Exercise instructions - Type out all the records word for word. Any pictures are to be left out.

──────── Supplied material

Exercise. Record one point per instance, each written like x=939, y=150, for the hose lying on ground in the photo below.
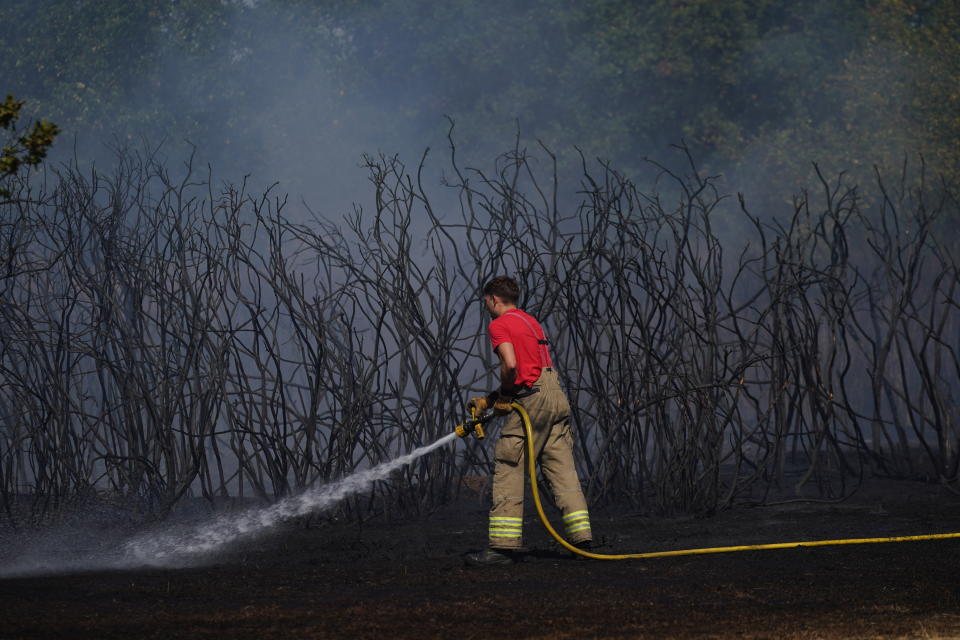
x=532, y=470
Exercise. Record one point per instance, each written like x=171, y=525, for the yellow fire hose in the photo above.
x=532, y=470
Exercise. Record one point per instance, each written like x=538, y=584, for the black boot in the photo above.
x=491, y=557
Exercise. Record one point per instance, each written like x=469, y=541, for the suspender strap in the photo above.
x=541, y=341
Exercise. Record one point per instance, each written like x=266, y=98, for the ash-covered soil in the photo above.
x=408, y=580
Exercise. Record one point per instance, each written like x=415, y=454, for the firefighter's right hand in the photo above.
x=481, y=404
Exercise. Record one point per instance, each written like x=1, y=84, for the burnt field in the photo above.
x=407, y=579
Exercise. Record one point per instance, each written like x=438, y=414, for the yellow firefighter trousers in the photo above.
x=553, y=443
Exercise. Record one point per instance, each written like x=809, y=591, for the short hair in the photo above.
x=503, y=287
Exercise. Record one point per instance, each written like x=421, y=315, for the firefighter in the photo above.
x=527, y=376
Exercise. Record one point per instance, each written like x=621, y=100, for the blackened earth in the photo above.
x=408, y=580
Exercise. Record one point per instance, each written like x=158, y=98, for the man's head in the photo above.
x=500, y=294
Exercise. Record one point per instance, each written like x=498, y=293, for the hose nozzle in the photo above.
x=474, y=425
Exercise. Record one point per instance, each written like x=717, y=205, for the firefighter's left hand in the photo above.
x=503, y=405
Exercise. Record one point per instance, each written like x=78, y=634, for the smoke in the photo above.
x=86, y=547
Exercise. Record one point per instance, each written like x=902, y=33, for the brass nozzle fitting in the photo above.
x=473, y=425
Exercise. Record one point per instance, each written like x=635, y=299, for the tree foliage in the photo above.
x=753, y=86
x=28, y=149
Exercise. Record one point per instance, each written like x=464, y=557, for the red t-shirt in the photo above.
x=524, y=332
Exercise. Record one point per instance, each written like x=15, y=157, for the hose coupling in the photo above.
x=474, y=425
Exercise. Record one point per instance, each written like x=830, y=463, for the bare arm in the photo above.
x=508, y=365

────────────────

Answer area -
Exercise. Record one point per instance, each written like x=939, y=150, for the hose lying on ground in the photo below.
x=532, y=470
Exercise. Record one point per instance, each written like x=171, y=525, for the yellow fire hose in the photo above.
x=532, y=470
Exercise. Record one point per instance, each written like x=538, y=584, for the black boot in the photo above.
x=491, y=557
Exercise. Record one point per instance, each written like x=469, y=541, for the suspender strap in the photo above.
x=541, y=341
Exercise. Record one point per instance, each written like x=266, y=98, for the ash-covered soil in the photo above.
x=408, y=580
Exercise. Record one point per instance, each written like x=415, y=454, for the firefighter's right hand in the photo above.
x=481, y=404
Exercise. Record one point per instance, each written like x=1, y=84, for the burnt field in the photo above.
x=407, y=579
Exercise. Record one point per instance, each written like x=438, y=414, for the yellow firefighter trousers in the photo above.
x=553, y=443
Exercise. Record one point per instance, each written like x=809, y=591, for the short hair in the photo above.
x=503, y=287
Exercise. Record one point per instance, each written like x=421, y=315, for the firefighter in the photo above.
x=527, y=376
Exercise. Record one point per instance, each written like x=621, y=100, for the blackened earth in the photo above.
x=408, y=580
Exercise. Record one point per instance, each written like x=158, y=98, for the man's head in the photo above.
x=500, y=294
Exercise. Record one point per instance, each written like x=498, y=293, for the hose nozzle in the photo above.
x=474, y=425
Exercise. Record one point per instance, each written like x=717, y=205, for the firefighter's left hand in the photo above.
x=503, y=405
Exercise. Record one point per instance, each written like x=78, y=634, for the smoke in the photo above.
x=86, y=547
Exercise. Record one point per instance, each written like x=902, y=33, for the brass nozzle fitting in the photo above.
x=473, y=425
Exercise. Record one point per instance, each written like x=635, y=299, for the tree foliage in the photo above.
x=753, y=86
x=28, y=149
Exercise. Record one point per instance, each written like x=464, y=557, for the red t-shirt in the photo above.
x=524, y=332
Exercise. Record one point per instance, each written like x=15, y=157, for the hose coupling in the photo above.
x=474, y=425
Exercise. Record one point per instance, each written like x=830, y=463, for the bare arm in the photo above.
x=508, y=365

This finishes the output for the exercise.